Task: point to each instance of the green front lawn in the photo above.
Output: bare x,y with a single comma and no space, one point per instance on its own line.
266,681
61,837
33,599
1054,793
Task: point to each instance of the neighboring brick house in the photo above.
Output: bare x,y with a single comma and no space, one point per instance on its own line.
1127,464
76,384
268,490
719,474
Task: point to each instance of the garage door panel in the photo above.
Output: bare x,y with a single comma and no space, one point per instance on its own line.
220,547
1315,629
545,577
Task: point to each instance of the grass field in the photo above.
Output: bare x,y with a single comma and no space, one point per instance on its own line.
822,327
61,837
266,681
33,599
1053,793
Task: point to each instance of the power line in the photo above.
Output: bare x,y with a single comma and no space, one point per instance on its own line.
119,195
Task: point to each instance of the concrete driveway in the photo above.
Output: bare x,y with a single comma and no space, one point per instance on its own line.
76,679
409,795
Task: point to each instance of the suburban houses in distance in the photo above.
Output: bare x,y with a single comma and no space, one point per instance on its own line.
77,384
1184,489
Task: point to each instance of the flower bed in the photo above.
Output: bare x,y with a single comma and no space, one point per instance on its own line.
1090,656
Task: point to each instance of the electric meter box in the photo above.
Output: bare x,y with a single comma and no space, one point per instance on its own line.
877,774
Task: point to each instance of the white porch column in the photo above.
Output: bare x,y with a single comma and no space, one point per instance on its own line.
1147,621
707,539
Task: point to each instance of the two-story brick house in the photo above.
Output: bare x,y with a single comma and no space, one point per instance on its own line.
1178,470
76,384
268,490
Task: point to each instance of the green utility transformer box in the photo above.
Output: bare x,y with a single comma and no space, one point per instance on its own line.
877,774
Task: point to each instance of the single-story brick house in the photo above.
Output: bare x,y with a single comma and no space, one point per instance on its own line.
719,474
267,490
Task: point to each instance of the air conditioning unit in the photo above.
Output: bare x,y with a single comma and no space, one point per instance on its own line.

:: Prompt ::
The lines above should be duplicated exactly.

:: Solution to the exercise ::
Task: point to each instance of the green front lawn in the photo above.
Output: bare x,y with a single comma and no space, one point per instance on its own line.
266,681
61,837
33,599
1054,793
Task: point to each instance of the neighboring brick house in the photo above.
Output: bare x,y with a single comma and no space, one point per instance on its own line.
1127,464
76,384
268,490
719,474
Task: point to each instance of the garage door panel in the photo above.
Output: bare x,y with a single comma and no space, one point per instance on its own line.
220,547
1315,629
545,577
Task: point to each instance of the grass field in the photo above.
Output: bare x,y with a single comma and no space, one point per instance on its own line.
822,327
61,837
266,681
33,599
1053,793
Task: point to each instance of the power line in the photo above.
Output: bare x,y with a single comma and no space, one point per instance on its own line.
119,195
Task: point to each instance of the concrete driveway in the photo above.
Output: bare x,y with a single comma and no space, one point per instance on its own line.
76,679
409,795
Task: point to each instance of the suburban houses in distance in the photo above.
Output: bare x,y with a single comma and no space, one point per instance on its own line.
77,384
1184,489
Task: point to each instance of the flower bed in the photo above.
Output: bare x,y with a single comma and no space, one point per instance on its own line.
1090,656
Task: point to each instance of the electric meter box in the photo above.
Output: bare x,y with a single comma and no space, one point per instance on its own line.
877,774
Task: point to each instance of the white porch column in the photo above.
Output: bare x,y with a single comma and no space, one point per instance on its own line.
1147,621
707,539
Task: point to each instance of the two-story brick house in the photo above.
Output: bare x,y with a single comma and no space, one point per instance on its own line.
1178,470
76,384
268,490
Task: point to each instance of the green utility transformer box in the photo above.
Output: bare x,y with a single comma and no space, one point per instance on its own line.
877,774
Task: point to each instance of the single-story brick house in the photo above.
Output: bare x,y with a single comma and no space, one point per instance on its own line.
719,474
267,490
Task: point to each instance of the air conditioning unit in the photo above.
Output: bare x,y with a single comma and no space, one point per instance on its own line.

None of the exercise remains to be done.